**** TEXTO DE ESTUDO
Embora o cronograma de turnê sem paradas dos Wailers fosse brutal, a verdadeira brutalidade esperava por Marley em casa. A Jamaica dos anos 1970 parecia ser uma sociedade que se desfazia. Os dois partidos políticos rivais do país empregavam gangues de atiradores do gueto para acertar suas diferenças e dependiam de Marley para apoio público. Havia ressentimento no ar. A classe dominante da Jamaica desprezava os rastafáris por fazerem críticas ácidas ao “sistema de merda” e por se se recusarem a participar dele. A ascensão de um rastafári de dreadlocks como cidadão número 1 da Jamaica era vista como um desastre de relações públicas e, para muitos, uma afronta pessoal. Nenhum artista teve tantas forças diferentes, formidáveis ou sinistras, voltadas contra si. Marley achou útil ter relações com atiradores e políticos dos dois partidos. “O diabo não tem poder sobre mim”, afirmou. “O diabo vem e troco um aperto de mãos com ele. O diabo tem um papel a representar. O diabo também é um bom amigo... porque quando você não o conhece, é quando ele pode te destruir.”

Marley provou ser milagrosamente adepto de defender a justiça e o fim da exploração neocolonial da cada vez mais importunada ilha ao mesmo tempo que mantinha uma indiferença soberana em relação às maquinações políticas dos partidos. No entanto, tentativas de manipulá-lo para ganhos políticos continuaram incessantes e o artista sabia bem que o menor erro de cálculo poderia ter consequências fatais.
********
**** MATERIAL DE ORIGEM
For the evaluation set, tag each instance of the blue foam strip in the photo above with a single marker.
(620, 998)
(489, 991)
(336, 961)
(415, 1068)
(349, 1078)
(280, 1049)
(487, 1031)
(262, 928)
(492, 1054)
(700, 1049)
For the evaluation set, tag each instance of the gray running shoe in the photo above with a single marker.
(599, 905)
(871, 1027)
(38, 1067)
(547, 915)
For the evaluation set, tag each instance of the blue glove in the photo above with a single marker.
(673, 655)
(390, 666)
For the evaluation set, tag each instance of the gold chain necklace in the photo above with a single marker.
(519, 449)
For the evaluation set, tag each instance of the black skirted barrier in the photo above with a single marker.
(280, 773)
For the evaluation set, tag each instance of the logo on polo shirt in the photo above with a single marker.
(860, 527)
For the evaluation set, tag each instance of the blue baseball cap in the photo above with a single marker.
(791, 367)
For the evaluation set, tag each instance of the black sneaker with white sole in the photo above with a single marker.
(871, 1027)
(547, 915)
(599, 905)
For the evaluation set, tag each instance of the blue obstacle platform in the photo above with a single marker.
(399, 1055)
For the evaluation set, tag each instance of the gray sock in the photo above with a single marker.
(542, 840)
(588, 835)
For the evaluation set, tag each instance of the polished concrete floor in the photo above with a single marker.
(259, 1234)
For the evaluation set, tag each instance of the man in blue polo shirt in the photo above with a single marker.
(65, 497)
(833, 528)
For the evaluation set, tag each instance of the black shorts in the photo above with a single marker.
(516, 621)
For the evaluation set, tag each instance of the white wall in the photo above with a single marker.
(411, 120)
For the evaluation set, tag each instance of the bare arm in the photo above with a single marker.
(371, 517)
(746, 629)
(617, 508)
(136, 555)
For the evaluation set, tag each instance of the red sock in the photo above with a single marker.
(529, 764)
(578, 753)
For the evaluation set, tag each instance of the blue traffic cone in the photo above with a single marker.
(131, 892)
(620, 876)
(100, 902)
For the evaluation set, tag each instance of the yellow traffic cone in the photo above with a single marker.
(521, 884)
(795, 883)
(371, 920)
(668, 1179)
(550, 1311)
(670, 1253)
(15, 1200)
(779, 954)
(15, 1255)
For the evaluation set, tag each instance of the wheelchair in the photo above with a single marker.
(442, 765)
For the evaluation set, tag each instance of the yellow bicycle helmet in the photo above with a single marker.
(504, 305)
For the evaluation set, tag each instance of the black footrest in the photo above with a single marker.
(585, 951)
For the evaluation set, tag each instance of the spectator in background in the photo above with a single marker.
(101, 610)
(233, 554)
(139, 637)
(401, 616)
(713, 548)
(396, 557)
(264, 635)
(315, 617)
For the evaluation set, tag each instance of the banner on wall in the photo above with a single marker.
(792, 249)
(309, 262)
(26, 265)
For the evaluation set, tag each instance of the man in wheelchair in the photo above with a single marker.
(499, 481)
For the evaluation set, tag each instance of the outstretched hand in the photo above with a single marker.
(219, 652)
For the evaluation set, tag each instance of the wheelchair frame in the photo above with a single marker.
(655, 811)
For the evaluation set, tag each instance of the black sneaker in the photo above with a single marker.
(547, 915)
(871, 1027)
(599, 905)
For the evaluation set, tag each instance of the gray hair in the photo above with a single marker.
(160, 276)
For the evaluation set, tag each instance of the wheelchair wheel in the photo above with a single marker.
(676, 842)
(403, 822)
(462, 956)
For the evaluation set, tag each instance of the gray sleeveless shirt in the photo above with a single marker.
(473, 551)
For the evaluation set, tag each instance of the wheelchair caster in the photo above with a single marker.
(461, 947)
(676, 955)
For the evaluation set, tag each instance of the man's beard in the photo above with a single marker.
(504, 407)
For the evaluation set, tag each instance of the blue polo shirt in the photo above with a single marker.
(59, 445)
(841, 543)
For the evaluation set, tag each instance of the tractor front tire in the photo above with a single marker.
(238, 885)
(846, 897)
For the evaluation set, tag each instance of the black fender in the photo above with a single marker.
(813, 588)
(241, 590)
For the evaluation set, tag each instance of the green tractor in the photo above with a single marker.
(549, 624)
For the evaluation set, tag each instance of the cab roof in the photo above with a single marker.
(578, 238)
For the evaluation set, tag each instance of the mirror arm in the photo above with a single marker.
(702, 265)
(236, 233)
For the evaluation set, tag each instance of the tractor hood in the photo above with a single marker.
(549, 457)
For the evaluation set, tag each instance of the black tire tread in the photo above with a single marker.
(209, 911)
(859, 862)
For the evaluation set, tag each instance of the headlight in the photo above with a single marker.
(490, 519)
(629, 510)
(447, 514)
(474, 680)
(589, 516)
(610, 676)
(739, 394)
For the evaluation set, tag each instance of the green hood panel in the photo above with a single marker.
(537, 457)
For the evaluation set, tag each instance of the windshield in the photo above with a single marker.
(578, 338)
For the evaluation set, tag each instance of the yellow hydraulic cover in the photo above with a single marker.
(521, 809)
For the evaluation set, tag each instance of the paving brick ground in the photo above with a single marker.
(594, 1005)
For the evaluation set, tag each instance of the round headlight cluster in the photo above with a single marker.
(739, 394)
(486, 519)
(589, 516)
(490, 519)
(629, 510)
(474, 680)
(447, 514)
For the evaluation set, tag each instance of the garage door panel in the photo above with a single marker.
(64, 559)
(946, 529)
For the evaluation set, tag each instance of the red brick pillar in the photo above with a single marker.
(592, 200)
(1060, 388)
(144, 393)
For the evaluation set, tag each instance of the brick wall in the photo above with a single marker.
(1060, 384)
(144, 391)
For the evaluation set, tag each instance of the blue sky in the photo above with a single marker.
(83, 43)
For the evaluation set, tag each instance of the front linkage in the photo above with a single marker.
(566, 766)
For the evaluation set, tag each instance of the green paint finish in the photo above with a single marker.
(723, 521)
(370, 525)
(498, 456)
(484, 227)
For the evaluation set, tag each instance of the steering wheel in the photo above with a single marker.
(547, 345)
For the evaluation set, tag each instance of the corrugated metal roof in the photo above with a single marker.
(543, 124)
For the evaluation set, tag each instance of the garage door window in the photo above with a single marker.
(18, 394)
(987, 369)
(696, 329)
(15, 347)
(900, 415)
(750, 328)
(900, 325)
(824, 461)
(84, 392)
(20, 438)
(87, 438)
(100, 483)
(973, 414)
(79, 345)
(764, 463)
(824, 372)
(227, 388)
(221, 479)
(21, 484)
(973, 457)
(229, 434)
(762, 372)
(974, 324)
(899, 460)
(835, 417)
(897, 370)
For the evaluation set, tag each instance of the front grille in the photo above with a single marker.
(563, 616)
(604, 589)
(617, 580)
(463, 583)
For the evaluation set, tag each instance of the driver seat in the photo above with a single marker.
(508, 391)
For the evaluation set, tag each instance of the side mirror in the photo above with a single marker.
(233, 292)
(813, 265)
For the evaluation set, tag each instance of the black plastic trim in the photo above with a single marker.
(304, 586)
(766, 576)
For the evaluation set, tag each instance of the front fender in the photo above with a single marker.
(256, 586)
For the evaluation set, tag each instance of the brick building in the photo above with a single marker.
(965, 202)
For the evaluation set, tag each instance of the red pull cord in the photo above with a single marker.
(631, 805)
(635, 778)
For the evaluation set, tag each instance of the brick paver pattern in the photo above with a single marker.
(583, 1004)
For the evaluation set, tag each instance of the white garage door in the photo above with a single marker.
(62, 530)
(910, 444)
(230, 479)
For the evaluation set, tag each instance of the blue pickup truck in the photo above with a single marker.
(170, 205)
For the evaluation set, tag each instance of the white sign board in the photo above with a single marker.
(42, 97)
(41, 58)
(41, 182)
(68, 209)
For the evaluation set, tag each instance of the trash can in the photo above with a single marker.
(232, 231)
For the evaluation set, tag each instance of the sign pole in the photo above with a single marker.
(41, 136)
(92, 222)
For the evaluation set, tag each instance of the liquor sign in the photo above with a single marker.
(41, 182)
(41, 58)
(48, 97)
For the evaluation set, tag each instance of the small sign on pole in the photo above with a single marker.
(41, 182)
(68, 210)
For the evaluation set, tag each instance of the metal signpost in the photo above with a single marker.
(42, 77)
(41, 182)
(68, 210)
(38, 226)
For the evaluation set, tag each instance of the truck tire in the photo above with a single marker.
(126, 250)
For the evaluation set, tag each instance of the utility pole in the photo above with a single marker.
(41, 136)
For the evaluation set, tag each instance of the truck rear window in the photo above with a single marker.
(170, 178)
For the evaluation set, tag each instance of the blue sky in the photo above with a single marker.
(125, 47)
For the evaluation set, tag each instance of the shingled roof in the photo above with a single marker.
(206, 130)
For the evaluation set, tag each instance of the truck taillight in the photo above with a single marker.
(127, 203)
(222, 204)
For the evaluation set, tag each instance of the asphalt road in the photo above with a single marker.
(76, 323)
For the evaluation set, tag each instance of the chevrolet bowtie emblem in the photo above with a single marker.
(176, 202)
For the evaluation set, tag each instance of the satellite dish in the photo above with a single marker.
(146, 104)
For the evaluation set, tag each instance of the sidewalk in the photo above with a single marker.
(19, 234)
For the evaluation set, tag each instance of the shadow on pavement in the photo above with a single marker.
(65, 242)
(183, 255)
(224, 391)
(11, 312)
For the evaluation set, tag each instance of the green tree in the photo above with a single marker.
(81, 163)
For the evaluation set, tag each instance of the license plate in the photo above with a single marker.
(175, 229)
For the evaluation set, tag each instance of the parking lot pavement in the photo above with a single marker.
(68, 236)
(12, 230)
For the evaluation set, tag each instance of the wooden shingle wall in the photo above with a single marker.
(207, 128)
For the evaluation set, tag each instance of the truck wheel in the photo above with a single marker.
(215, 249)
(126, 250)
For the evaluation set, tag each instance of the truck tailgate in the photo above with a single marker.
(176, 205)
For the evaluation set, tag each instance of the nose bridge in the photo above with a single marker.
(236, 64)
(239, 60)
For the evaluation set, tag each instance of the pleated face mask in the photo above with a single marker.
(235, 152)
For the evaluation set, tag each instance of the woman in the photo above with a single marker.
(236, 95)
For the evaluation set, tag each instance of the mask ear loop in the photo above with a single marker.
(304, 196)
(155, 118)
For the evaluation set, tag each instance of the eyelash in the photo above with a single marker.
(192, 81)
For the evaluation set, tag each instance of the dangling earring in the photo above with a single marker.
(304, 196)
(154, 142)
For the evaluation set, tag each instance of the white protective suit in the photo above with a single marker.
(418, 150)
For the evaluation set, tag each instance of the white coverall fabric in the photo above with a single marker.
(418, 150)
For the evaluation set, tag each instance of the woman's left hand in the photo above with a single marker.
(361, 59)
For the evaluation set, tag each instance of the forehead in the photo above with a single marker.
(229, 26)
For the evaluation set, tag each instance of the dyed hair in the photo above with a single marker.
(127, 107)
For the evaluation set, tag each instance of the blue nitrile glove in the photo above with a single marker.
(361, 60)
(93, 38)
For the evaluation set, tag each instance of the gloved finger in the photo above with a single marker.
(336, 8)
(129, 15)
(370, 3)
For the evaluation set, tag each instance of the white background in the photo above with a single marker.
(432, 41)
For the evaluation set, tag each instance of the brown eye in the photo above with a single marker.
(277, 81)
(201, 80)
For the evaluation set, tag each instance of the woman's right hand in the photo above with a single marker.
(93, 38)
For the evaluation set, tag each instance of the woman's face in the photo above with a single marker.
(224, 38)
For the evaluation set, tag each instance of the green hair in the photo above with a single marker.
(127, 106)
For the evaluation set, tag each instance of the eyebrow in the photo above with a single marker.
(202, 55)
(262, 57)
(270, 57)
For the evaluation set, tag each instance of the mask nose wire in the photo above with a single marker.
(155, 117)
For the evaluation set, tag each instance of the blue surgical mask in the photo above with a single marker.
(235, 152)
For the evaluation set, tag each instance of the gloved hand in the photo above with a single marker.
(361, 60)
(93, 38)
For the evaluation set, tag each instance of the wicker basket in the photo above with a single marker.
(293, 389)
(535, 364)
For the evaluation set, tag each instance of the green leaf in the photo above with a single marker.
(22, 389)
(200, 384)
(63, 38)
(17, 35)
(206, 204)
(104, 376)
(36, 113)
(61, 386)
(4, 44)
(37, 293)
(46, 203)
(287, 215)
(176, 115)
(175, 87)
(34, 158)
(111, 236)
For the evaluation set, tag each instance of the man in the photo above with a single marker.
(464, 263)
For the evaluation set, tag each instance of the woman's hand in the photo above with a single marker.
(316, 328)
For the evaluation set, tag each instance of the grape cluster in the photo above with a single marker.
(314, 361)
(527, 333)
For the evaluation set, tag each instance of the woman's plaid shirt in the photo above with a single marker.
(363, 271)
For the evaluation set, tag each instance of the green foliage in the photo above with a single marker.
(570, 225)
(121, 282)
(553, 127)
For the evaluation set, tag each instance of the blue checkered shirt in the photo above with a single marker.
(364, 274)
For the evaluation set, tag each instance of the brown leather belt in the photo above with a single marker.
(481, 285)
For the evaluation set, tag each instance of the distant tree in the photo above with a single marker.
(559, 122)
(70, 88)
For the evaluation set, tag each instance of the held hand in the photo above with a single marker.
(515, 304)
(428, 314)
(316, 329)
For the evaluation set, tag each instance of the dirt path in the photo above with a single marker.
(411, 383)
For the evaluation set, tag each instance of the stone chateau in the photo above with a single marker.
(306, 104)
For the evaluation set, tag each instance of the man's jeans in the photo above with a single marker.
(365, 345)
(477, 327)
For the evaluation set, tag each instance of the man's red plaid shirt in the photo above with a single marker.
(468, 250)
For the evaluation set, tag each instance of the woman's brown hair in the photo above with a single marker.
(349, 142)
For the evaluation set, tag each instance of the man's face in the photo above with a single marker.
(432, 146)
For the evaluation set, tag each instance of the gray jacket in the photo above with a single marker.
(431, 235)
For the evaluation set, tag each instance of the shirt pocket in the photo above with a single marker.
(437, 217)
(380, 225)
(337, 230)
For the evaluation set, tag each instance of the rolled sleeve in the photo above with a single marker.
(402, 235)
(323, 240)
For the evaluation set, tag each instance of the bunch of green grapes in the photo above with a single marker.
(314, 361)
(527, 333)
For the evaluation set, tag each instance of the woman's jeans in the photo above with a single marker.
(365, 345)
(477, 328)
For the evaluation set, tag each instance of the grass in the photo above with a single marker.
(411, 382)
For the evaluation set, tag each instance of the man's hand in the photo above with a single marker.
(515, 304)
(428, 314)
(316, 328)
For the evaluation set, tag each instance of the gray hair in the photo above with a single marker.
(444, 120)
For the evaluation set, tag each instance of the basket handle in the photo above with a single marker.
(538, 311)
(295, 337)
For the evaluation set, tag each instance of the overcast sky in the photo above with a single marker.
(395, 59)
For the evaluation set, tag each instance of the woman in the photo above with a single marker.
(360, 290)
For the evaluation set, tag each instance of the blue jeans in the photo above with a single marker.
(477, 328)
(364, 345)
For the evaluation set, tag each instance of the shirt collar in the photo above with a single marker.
********
[FAÇA O SEGUINTE]
1. Resuma em duas frases o texto sobre Marley na Jamaica.
2. Segundo o texto sobre Marley na Jamaica, quem os dois partidos políticos rivais empregavam para acertar suas diferenças?
3. Transcreva do texto sobre Marley na Jamaica tudo o que vai de "Marley provou ser" até "ter consequências fatais.".

[RESPOSTAS POR TAREFA]
1. Na Jamaica dos anos 1970, os partidos rivais usavam gangues de atiradores do gueto e a classe dominante desprezava os rastafáris, de modo que forças formidáveis ou sinistras se voltaram contra Marley. Ele mantinha relações com atiradores e políticos dos dois partidos e defendia a justiça sem se envolver nas maquinações partidárias, sabendo que o menor erro de cálculo poderia ter consequências fatais.

2. Gangues de atiradores do gueto.

3.
Marley provou ser milagrosamente adepto de defender a justiça e o fim da exploração neocolonial da cada vez mais importunada ilha ao mesmo tempo que mantinha uma indiferença soberana em relação às maquinações políticas dos partidos. No entanto, tentativas de manipulá-lo para ganhos políticos continuaram incessantes e o artista sabia bem que o menor erro de cálculo poderia ter consequências fatais.